[Entries supplied Boundary: Start]

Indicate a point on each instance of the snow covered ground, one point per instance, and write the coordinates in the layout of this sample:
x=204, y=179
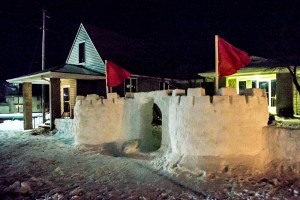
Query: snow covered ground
x=50, y=166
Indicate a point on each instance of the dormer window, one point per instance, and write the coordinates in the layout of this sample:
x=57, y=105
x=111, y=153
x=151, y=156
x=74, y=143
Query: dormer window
x=81, y=52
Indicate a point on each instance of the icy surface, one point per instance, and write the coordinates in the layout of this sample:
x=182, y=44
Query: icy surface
x=52, y=167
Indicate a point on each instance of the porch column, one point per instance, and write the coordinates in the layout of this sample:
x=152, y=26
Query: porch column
x=284, y=95
x=27, y=105
x=55, y=110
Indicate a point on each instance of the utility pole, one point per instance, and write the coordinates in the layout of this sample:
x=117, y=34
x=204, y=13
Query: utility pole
x=43, y=63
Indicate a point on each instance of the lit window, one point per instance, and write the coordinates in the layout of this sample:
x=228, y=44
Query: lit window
x=163, y=85
x=81, y=52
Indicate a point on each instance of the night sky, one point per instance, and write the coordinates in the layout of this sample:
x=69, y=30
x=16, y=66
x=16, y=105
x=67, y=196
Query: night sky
x=269, y=29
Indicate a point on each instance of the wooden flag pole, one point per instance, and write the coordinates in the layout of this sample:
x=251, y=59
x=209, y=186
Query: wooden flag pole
x=105, y=62
x=216, y=64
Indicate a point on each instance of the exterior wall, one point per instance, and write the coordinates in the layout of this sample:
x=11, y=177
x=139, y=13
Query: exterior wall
x=93, y=60
x=14, y=101
x=264, y=81
x=85, y=87
x=4, y=108
x=72, y=84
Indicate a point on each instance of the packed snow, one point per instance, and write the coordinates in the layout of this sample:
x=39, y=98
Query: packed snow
x=38, y=164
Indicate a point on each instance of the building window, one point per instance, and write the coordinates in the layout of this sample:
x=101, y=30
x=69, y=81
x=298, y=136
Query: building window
x=81, y=52
x=131, y=85
x=273, y=93
x=242, y=85
x=66, y=98
x=163, y=85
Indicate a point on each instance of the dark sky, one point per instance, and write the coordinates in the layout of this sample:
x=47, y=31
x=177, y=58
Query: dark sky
x=263, y=28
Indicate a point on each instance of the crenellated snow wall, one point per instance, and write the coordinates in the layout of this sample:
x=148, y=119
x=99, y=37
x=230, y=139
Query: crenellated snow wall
x=198, y=132
x=218, y=125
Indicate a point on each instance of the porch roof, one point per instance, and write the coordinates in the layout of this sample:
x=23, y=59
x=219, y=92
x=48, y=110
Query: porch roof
x=66, y=71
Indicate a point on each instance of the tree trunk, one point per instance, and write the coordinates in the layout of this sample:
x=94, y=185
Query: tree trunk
x=293, y=73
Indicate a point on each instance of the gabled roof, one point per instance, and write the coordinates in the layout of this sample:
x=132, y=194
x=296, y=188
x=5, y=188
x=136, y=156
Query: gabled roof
x=66, y=71
x=141, y=57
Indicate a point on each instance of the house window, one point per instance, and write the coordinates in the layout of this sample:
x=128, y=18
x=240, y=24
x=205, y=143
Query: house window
x=242, y=85
x=81, y=52
x=163, y=85
x=66, y=99
x=273, y=93
x=264, y=85
x=131, y=85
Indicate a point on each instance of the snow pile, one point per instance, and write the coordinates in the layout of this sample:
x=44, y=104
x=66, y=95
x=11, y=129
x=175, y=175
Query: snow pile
x=281, y=150
x=12, y=125
x=223, y=125
x=98, y=121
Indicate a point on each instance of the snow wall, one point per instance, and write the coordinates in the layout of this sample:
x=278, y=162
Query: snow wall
x=191, y=125
x=101, y=121
x=97, y=120
x=198, y=132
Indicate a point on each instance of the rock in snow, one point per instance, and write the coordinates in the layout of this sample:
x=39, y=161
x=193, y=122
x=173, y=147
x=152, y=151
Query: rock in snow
x=52, y=167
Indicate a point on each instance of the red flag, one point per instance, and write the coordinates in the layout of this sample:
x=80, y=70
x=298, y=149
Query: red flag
x=115, y=75
x=230, y=58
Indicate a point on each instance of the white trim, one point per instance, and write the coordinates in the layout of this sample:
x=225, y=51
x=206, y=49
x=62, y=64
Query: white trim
x=80, y=26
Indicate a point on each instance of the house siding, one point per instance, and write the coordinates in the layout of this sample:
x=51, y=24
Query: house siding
x=296, y=99
x=93, y=60
x=285, y=95
x=72, y=83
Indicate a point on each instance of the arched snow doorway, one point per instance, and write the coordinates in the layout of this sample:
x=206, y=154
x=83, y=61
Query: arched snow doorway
x=156, y=127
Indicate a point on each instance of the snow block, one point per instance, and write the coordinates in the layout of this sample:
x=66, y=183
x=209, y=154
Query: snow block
x=178, y=92
x=112, y=96
x=196, y=92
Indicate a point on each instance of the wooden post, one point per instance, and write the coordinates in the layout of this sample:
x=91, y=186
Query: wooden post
x=27, y=105
x=55, y=109
x=216, y=64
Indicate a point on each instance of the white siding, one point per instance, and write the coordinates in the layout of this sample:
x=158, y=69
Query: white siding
x=93, y=60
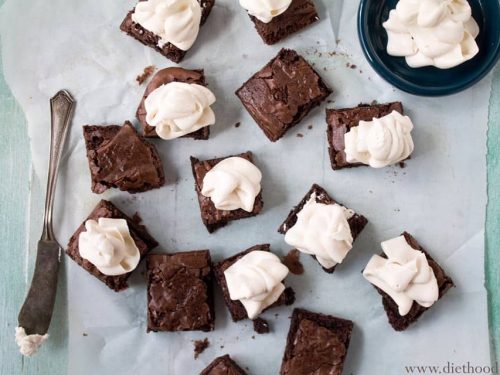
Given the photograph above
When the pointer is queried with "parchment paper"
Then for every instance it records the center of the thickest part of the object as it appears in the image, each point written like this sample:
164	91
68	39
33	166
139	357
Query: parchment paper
439	197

[Entries supplied Boundary: End]

Print the material above exactly, skipping its images.

Indicate a point on each instance of the snow covered ground, one point per instance, and write the coordinates in the layout of this sample:
x=204, y=179
Query: snow covered ground
x=50, y=166
Indicate a point on each instance of the dormer window, one point per instance, and write the coordinates in the layout of this sample:
x=57, y=105
x=111, y=153
x=151, y=156
x=74, y=143
Query: dormer window
x=81, y=52
Indicate a point on each instance of the icy surface, one point per instance, and write the coordinates in the layout of this sample:
x=182, y=44
Query: icy surface
x=52, y=167
Indicate a point on each instance of the porch column, one point per instance, and write the coordinates in the layout of this sample:
x=152, y=26
Query: porch column
x=284, y=95
x=27, y=105
x=55, y=110
Indicate a point on each instance of the utility pole, one point per instance, and write the coordinates in the layout of this sample:
x=117, y=34
x=204, y=13
Query: utility pole
x=43, y=63
Indicate a point on each instance of the lit window, one point per instance, and write the coordinates in the layout of this sample:
x=228, y=44
Query: lit window
x=163, y=85
x=81, y=52
Indicate a point on each instance of the night sky, one point per instance, and write the coordinates in the layout of this sample:
x=69, y=30
x=16, y=66
x=16, y=105
x=67, y=196
Query: night sky
x=269, y=29
Indicate a point on each instance of the wooden flag pole, one point per instance, and write the coordinates in the layout of this sample:
x=251, y=59
x=209, y=186
Query: wooden flag pole
x=105, y=62
x=216, y=64
Indicate a point on each instance of the exterior wall, one point per instance, and write the coordinates in the layout of this sample:
x=11, y=177
x=139, y=13
Query: exterior wall
x=93, y=60
x=14, y=101
x=264, y=81
x=85, y=87
x=4, y=108
x=72, y=84
Indicate a point on each instance of the packed snow, one point per instance, and write the coordinates in the layout of this sample:
x=39, y=98
Query: packed snow
x=38, y=164
Indicate a point on each instance of the building window, one point per instance, and write the coordinates in the layout of this sample:
x=101, y=30
x=69, y=81
x=298, y=136
Query: building window
x=81, y=52
x=131, y=85
x=273, y=93
x=242, y=85
x=66, y=98
x=163, y=85
Indicate a point on each instance of the dark sky, one point per instance, and write the coordinates in the layout of this sample:
x=47, y=31
x=177, y=58
Query: dark sky
x=263, y=28
Indicate a point on each instance of the crenellated snow wall, one point per instance, and write the coordinates in the layout of this sample:
x=148, y=119
x=99, y=37
x=230, y=139
Query: crenellated snow wall
x=198, y=132
x=218, y=125
Indicate a point on each instance of the porch roof, one point per instance, and write the coordinates in the layout of this sample:
x=23, y=59
x=219, y=92
x=48, y=110
Query: porch roof
x=66, y=71
Indicate a point on each instance of the tree trunk, one point per instance, and write the coordinates in the layout of this sample:
x=94, y=185
Query: tree trunk
x=293, y=73
Indicate a point on each instance of the gabled roof, one point per instance, and write the coordinates in the layout of this sample:
x=132, y=194
x=296, y=188
x=5, y=188
x=136, y=156
Query: gabled roof
x=66, y=71
x=141, y=57
Indicate a point on each instance of the house window, one point per instance, and write the coordinates in the layout of this sample:
x=128, y=18
x=240, y=24
x=205, y=143
Query: house window
x=242, y=85
x=81, y=52
x=163, y=85
x=66, y=99
x=273, y=93
x=264, y=85
x=131, y=85
Indicate a point on each instance of the snow pile, one point per instance, and write the coordinates in the layout of this sample:
x=44, y=104
x=66, y=95
x=11, y=129
x=175, y=175
Query: snow pile
x=281, y=150
x=12, y=125
x=223, y=125
x=98, y=121
Indicate a point on each instance of the snow wall, one point per instance, and write the coordinates in the layout of this sample:
x=278, y=162
Query: snow wall
x=191, y=125
x=101, y=121
x=97, y=120
x=198, y=132
Indicate a point on each instance of the rock in snow, one point per instance, and write the coordinates in the layout of this sample:
x=39, y=161
x=193, y=122
x=173, y=147
x=152, y=151
Query: rock in snow
x=52, y=167
Indicate a point on each instance of the red flag, one point per instance, and write the coordinates in the layout of this sample:
x=80, y=70
x=298, y=149
Query: red flag
x=115, y=75
x=230, y=58
Indicate a point on each instance of the white trim, one point per instance, and write the coordinates in the layout of this sample:
x=225, y=51
x=206, y=49
x=62, y=64
Query: white trim
x=80, y=26
Indicate a point on each instance of the house siding, one point per instance, and write the coordinates in the layout of this sample:
x=51, y=24
Query: house siding
x=296, y=99
x=93, y=60
x=285, y=95
x=72, y=83
Indicate a point on each instance of the arched snow doorway, one point per instance, and write the coordinates in the layout of this sample:
x=206, y=154
x=83, y=61
Query: arched snow doorway
x=156, y=127
Indicate a point on each instance of the snow block, one point per instance, and write the coordinates in the layout of this sample:
x=66, y=183
x=209, y=154
Query: snow block
x=178, y=92
x=112, y=96
x=196, y=92
Indicate a point on each instance of the wooden post, one point per instance, and write the coordinates in the layout of this sample:
x=91, y=186
Query: wooden post
x=27, y=105
x=55, y=109
x=216, y=64
Indicate a point on each instance of the white siding, one point per instance, and write the coordinates in the layout of this sample:
x=158, y=69
Query: white siding
x=93, y=60
Given the photograph above
When the pointer is queried with "parchment paper"
Then for every instance it records the center of the thickest part of the object as it appears in the image, each point written like this sample:
164	91
68	39
33	166
139	357
Query: parchment paper
439	197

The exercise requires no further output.